* _Do this_
Reproduce the material starting with the line containing "the bare midriff?" and going on through the line containing "POLYGON ((151 153, 153", substituting "exposed midriff" for "bare midriff" and keeping everything else unchanged. Omit the pictures from your answer.

[Shape boundary entries]

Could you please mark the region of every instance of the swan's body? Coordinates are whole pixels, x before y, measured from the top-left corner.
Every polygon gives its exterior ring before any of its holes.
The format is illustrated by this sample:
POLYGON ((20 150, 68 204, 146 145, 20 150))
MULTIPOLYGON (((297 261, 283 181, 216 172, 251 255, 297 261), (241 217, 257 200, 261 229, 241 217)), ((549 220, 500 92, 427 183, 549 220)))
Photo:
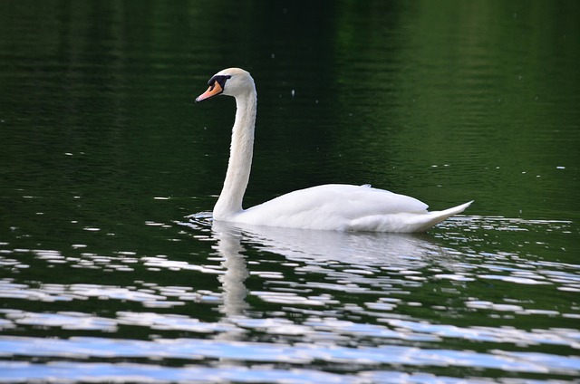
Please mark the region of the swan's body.
POLYGON ((196 99, 225 94, 236 98, 229 163, 224 187, 214 207, 217 221, 338 231, 424 232, 463 212, 471 202, 443 211, 403 195, 370 186, 328 184, 283 195, 249 209, 242 199, 250 176, 257 96, 254 80, 239 68, 223 70, 196 99))

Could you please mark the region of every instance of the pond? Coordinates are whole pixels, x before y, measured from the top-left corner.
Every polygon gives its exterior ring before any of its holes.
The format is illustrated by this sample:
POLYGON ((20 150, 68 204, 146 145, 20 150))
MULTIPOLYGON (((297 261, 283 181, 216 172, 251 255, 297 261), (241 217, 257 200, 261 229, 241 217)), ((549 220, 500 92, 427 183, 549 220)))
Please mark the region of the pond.
POLYGON ((580 377, 580 5, 0 3, 0 382, 580 377), (425 234, 213 222, 258 92, 246 207, 326 183, 425 234))

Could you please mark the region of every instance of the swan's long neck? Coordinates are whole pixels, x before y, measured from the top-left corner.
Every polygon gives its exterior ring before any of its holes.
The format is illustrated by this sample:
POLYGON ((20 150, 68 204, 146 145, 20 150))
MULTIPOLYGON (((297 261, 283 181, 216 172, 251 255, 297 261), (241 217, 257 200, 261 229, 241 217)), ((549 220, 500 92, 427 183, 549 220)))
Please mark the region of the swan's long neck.
POLYGON ((254 125, 257 106, 256 88, 252 86, 248 92, 237 96, 236 106, 227 172, 224 187, 214 206, 213 216, 216 220, 226 220, 242 211, 242 199, 252 168, 254 125))

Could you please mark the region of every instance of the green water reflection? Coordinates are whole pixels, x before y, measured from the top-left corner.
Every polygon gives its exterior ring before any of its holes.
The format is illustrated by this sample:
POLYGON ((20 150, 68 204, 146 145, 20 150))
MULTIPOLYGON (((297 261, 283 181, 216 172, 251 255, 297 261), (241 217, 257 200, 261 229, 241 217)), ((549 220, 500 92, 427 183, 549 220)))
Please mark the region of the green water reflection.
MULTIPOLYGON (((577 340, 570 340, 580 305, 578 20, 575 1, 0 2, 0 283, 8 287, 0 320, 16 324, 0 322, 0 331, 208 340, 221 331, 212 327, 233 327, 245 330, 243 341, 273 345, 316 344, 325 335, 324 342, 354 350, 393 343, 577 356, 577 340), (403 262, 396 252, 394 262, 364 259, 354 245, 346 249, 362 261, 288 256, 283 251, 292 246, 237 234, 249 309, 246 318, 227 319, 218 274, 208 272, 227 269, 218 236, 177 222, 210 211, 221 189, 235 105, 227 98, 193 101, 212 74, 230 66, 250 71, 258 91, 246 206, 317 184, 371 183, 434 209, 475 199, 468 217, 403 239, 420 251, 403 262), (199 265, 208 268, 193 268, 199 265), (91 296, 82 284, 125 290, 129 299, 104 288, 104 299, 91 296), (130 296, 163 296, 171 286, 198 297, 144 308, 130 296), (58 296, 51 289, 66 300, 26 296, 58 296), (324 305, 281 304, 272 292, 324 305), (114 327, 35 327, 11 322, 14 312, 76 312, 114 327), (131 312, 185 316, 211 330, 128 325, 131 312), (360 336, 340 322, 425 340, 360 336), (434 328, 413 328, 421 322, 434 328), (284 333, 279 324, 301 331, 284 333), (458 327, 459 336, 441 336, 439 325, 458 327), (470 338, 477 327, 513 328, 516 336, 470 338)), ((361 241, 373 245, 361 249, 371 254, 385 239, 361 241)), ((210 359, 196 364, 209 367, 210 359)), ((348 362, 296 367, 374 370, 348 362)), ((574 376, 483 363, 403 370, 574 376)))

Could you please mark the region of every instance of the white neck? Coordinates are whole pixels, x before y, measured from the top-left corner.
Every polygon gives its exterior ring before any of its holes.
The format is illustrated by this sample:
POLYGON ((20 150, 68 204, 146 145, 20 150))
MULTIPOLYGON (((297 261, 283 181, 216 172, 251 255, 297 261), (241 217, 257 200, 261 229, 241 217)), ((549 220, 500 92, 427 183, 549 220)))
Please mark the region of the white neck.
POLYGON ((227 220, 242 211, 242 198, 250 178, 257 106, 256 88, 252 87, 246 93, 236 96, 236 106, 227 172, 224 187, 214 206, 215 220, 227 220))

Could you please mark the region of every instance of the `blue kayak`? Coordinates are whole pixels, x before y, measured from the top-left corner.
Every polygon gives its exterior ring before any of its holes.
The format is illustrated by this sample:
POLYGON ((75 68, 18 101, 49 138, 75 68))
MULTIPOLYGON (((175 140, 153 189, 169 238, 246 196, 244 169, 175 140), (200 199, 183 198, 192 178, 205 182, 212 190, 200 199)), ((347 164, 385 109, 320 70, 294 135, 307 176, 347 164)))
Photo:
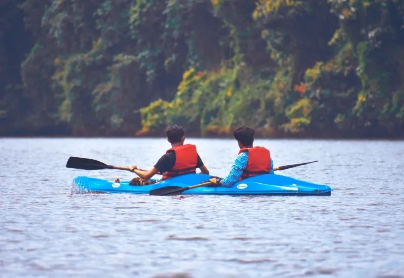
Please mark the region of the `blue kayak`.
MULTIPOLYGON (((211 176, 203 174, 187 174, 148 186, 131 186, 129 184, 129 181, 118 183, 114 182, 114 180, 88 176, 78 176, 74 179, 73 182, 81 192, 148 194, 150 190, 164 187, 186 187, 198 184, 207 181, 211 176)), ((325 184, 313 183, 281 175, 268 174, 249 177, 238 181, 231 188, 201 187, 184 191, 182 194, 329 196, 333 190, 325 184)))

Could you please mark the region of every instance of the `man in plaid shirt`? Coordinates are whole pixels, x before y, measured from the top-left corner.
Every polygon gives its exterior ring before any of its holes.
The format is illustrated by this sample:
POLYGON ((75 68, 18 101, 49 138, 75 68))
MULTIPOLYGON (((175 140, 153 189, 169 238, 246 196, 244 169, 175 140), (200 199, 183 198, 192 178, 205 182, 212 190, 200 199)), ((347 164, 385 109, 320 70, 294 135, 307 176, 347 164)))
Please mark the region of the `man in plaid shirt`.
POLYGON ((252 146, 255 134, 254 129, 248 126, 240 126, 234 130, 233 134, 238 143, 240 153, 227 176, 223 179, 213 177, 209 179, 210 181, 215 184, 231 187, 240 178, 274 173, 274 163, 269 151, 252 146))

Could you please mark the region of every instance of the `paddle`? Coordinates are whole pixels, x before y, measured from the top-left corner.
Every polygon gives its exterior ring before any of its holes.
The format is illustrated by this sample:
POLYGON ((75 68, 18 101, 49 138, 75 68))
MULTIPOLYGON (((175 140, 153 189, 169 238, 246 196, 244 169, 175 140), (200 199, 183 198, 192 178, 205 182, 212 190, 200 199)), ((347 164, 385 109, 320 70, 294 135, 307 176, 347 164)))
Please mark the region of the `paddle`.
POLYGON ((153 196, 167 196, 169 195, 178 195, 181 194, 183 191, 188 190, 188 189, 192 189, 193 188, 196 188, 197 187, 204 187, 205 186, 209 186, 212 184, 212 183, 210 181, 208 182, 204 182, 200 184, 196 184, 196 186, 191 186, 186 187, 165 187, 161 188, 158 188, 157 189, 154 189, 150 190, 149 194, 153 196))
POLYGON ((286 169, 290 169, 298 166, 305 165, 306 164, 310 164, 310 163, 314 163, 314 162, 318 162, 318 160, 315 161, 312 161, 311 162, 306 162, 306 163, 299 163, 298 164, 290 164, 290 165, 280 166, 274 168, 274 171, 282 171, 282 170, 286 170, 286 169))
MULTIPOLYGON (((316 161, 312 161, 311 162, 306 162, 305 163, 299 163, 298 164, 291 164, 289 165, 281 166, 279 167, 277 167, 276 168, 274 168, 274 171, 282 171, 282 170, 286 170, 286 169, 290 169, 291 168, 293 168, 295 167, 297 167, 301 165, 305 165, 306 164, 314 163, 314 162, 318 162, 318 160, 316 160, 316 161)), ((196 186, 191 186, 186 187, 175 187, 175 186, 165 187, 161 188, 158 188, 157 189, 154 189, 153 190, 150 190, 149 192, 149 195, 150 195, 150 196, 153 195, 153 196, 159 196, 178 195, 181 194, 183 192, 185 191, 185 190, 192 189, 193 188, 196 188, 200 187, 203 187, 205 186, 208 186, 212 182, 209 181, 208 182, 204 182, 203 183, 200 183, 200 184, 196 184, 196 186)))
MULTIPOLYGON (((81 157, 75 157, 71 156, 69 158, 66 163, 66 168, 72 168, 73 169, 80 169, 81 170, 103 170, 104 169, 116 169, 117 170, 124 170, 129 171, 129 168, 125 167, 120 167, 118 166, 107 165, 98 160, 90 159, 89 158, 83 158, 81 157)), ((144 171, 141 169, 137 169, 140 171, 144 171)), ((161 174, 160 173, 158 174, 161 174)))

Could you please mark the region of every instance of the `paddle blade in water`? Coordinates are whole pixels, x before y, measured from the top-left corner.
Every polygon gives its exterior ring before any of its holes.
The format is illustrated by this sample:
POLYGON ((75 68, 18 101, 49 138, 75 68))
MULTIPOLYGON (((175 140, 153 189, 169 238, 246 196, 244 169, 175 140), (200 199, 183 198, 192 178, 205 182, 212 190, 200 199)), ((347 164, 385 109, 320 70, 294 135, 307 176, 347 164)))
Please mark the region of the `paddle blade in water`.
POLYGON ((107 165, 98 160, 71 156, 66 163, 66 168, 80 169, 81 170, 102 170, 113 169, 113 166, 107 165))
POLYGON ((150 196, 170 196, 178 195, 188 188, 182 188, 181 187, 165 187, 157 189, 150 190, 149 192, 150 196))

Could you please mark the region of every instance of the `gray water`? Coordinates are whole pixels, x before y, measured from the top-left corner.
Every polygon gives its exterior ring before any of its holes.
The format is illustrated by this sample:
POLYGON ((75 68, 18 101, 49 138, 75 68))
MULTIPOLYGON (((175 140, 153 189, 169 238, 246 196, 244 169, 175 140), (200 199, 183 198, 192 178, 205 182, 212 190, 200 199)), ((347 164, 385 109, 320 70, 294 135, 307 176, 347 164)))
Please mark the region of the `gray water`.
MULTIPOLYGON (((232 140, 188 138, 225 175, 232 140)), ((330 197, 75 193, 69 157, 142 168, 165 139, 0 138, 0 276, 404 277, 404 142, 257 140, 330 197), (181 274, 181 273, 183 273, 181 274)))

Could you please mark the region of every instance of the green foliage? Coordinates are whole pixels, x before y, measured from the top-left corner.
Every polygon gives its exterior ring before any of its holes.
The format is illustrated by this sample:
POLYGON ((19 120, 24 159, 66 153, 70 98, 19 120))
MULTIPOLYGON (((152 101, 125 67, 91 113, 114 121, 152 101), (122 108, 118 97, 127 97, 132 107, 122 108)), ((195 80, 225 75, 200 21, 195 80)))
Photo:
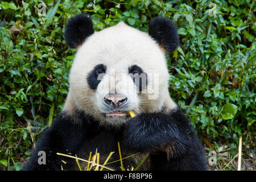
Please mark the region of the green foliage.
POLYGON ((82 12, 91 15, 96 31, 123 21, 147 32, 154 17, 173 19, 181 47, 166 56, 171 96, 217 151, 216 143, 225 143, 236 155, 241 135, 253 150, 255 1, 46 0, 46 16, 42 2, 0 2, 2 168, 20 169, 19 162, 61 110, 76 51, 65 45, 63 28, 82 12))

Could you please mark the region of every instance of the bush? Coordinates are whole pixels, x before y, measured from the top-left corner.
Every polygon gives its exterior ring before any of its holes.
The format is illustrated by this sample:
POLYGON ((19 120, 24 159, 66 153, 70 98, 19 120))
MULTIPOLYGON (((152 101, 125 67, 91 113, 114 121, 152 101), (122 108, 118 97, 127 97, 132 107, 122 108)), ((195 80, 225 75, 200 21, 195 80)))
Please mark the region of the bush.
POLYGON ((242 136, 243 152, 254 157, 255 1, 42 2, 0 2, 2 169, 20 169, 39 134, 60 113, 76 52, 65 44, 63 27, 82 12, 91 15, 96 31, 123 21, 147 32, 155 16, 174 19, 181 46, 166 55, 171 96, 188 114, 207 149, 218 152, 219 147, 227 145, 231 159, 242 136))

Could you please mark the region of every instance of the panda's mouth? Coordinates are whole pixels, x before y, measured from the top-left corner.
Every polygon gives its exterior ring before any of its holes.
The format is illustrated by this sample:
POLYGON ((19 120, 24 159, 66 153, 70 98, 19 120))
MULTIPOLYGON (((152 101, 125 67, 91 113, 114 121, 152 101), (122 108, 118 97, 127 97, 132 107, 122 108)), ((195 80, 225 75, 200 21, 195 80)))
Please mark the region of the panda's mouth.
POLYGON ((122 117, 127 115, 127 111, 124 110, 117 110, 106 114, 106 116, 112 117, 113 118, 122 117))

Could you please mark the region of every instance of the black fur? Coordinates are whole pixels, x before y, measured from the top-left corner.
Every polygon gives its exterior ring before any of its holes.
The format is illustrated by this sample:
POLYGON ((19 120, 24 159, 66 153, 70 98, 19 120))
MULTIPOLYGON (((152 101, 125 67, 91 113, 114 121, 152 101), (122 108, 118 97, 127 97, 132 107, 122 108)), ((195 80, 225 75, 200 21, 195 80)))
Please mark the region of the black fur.
POLYGON ((168 18, 153 19, 149 24, 148 34, 167 51, 174 52, 179 44, 177 28, 168 18))
MULTIPOLYGON (((57 152, 86 159, 90 151, 94 152, 97 148, 101 156, 114 151, 110 161, 118 160, 118 141, 123 156, 149 152, 145 162, 150 160, 151 165, 146 169, 207 169, 204 150, 179 108, 170 113, 141 114, 118 130, 106 129, 98 123, 83 113, 77 113, 75 118, 62 113, 44 132, 23 169, 61 170, 61 166, 64 169, 76 168, 75 159, 57 155, 57 152), (46 165, 38 163, 39 151, 46 152, 46 165)), ((130 159, 123 160, 125 168, 135 167, 130 159)), ((120 169, 118 162, 107 166, 120 169)))
POLYGON ((68 22, 65 28, 65 40, 68 46, 76 48, 94 32, 90 16, 81 13, 68 22))
POLYGON ((137 65, 132 65, 129 68, 129 73, 130 74, 133 82, 139 88, 139 92, 146 89, 147 85, 147 73, 143 72, 140 67, 137 65), (146 80, 142 81, 142 79, 146 80))
POLYGON ((95 90, 97 88, 101 80, 98 76, 101 73, 106 73, 106 66, 100 64, 96 65, 89 73, 87 77, 87 82, 92 89, 95 90))

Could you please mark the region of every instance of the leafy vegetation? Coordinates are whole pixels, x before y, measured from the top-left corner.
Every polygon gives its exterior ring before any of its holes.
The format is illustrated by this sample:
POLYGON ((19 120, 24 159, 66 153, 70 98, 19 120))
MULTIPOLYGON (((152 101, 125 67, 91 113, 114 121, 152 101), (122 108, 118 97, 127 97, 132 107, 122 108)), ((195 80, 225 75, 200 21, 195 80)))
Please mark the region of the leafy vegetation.
POLYGON ((76 52, 66 46, 63 28, 81 12, 91 15, 96 31, 122 20, 147 32, 156 16, 174 19, 181 46, 166 55, 171 96, 207 151, 228 153, 218 155, 217 169, 236 169, 228 162, 241 136, 243 157, 255 160, 254 1, 5 0, 0 2, 2 169, 20 169, 60 113, 76 52))

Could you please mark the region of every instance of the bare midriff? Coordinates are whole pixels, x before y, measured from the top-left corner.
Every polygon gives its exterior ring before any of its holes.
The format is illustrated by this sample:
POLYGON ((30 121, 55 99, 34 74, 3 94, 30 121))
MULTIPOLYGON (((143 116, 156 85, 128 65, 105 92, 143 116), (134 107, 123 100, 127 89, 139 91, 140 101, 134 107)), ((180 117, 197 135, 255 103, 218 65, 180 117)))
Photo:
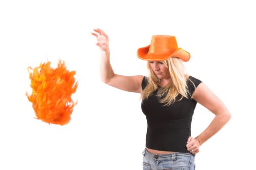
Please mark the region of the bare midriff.
POLYGON ((151 153, 153 153, 153 154, 167 154, 167 153, 177 153, 177 152, 176 152, 155 150, 154 149, 149 149, 147 147, 146 147, 146 149, 147 149, 147 150, 148 150, 151 153))

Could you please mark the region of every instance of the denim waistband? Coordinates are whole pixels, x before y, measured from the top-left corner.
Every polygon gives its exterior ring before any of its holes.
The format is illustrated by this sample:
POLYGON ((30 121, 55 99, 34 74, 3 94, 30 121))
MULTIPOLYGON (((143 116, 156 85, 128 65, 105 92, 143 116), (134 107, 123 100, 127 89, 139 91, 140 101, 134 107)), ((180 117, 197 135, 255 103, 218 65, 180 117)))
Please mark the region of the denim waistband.
POLYGON ((145 148, 145 150, 142 153, 142 154, 144 155, 145 153, 146 153, 150 156, 158 159, 158 158, 163 158, 169 157, 176 157, 177 156, 190 156, 192 153, 164 153, 164 154, 154 154, 150 152, 147 150, 146 148, 145 148))

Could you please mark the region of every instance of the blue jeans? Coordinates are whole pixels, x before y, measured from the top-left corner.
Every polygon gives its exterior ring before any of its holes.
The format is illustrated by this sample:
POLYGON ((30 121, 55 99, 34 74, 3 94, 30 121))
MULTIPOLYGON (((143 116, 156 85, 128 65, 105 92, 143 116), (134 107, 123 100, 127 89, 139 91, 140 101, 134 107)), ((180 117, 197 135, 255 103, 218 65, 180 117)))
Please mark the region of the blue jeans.
POLYGON ((142 153, 143 170, 195 170, 195 156, 190 153, 153 154, 146 148, 142 153))

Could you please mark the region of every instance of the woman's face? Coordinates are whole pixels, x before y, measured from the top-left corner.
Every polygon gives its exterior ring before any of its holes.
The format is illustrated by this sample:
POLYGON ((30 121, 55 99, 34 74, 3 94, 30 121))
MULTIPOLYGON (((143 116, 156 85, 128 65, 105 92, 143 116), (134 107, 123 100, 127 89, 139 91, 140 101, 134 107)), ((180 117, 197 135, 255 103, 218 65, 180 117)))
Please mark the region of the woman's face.
POLYGON ((151 68, 160 79, 168 79, 170 76, 169 69, 165 67, 163 62, 158 61, 150 61, 151 68))

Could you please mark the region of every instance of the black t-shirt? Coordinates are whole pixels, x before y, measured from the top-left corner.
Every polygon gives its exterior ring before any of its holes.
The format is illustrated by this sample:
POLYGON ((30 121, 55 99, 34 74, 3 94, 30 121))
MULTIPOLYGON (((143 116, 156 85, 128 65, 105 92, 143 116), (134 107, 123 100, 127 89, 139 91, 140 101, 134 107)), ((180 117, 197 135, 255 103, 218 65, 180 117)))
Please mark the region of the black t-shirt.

* _Reply_
Could you please mark the region of every instance of the exposed midriff? Coordinates are whole pixels, x before y, measured from the top-left corner.
Every polygon gives its exterior ring before any of its holes.
The format is illustrated by this sample:
POLYGON ((30 121, 55 99, 34 74, 3 94, 30 121))
MULTIPOLYGON (((143 116, 156 85, 128 65, 105 92, 143 116), (134 107, 123 100, 127 89, 139 91, 140 101, 134 107)), ((180 117, 197 135, 255 103, 218 65, 180 117)))
Photo:
Please mark the region of the exposed midriff.
POLYGON ((151 153, 153 153, 153 154, 167 154, 167 153, 177 153, 177 152, 176 152, 155 150, 154 149, 149 149, 147 147, 146 147, 146 149, 147 149, 147 150, 148 150, 151 153))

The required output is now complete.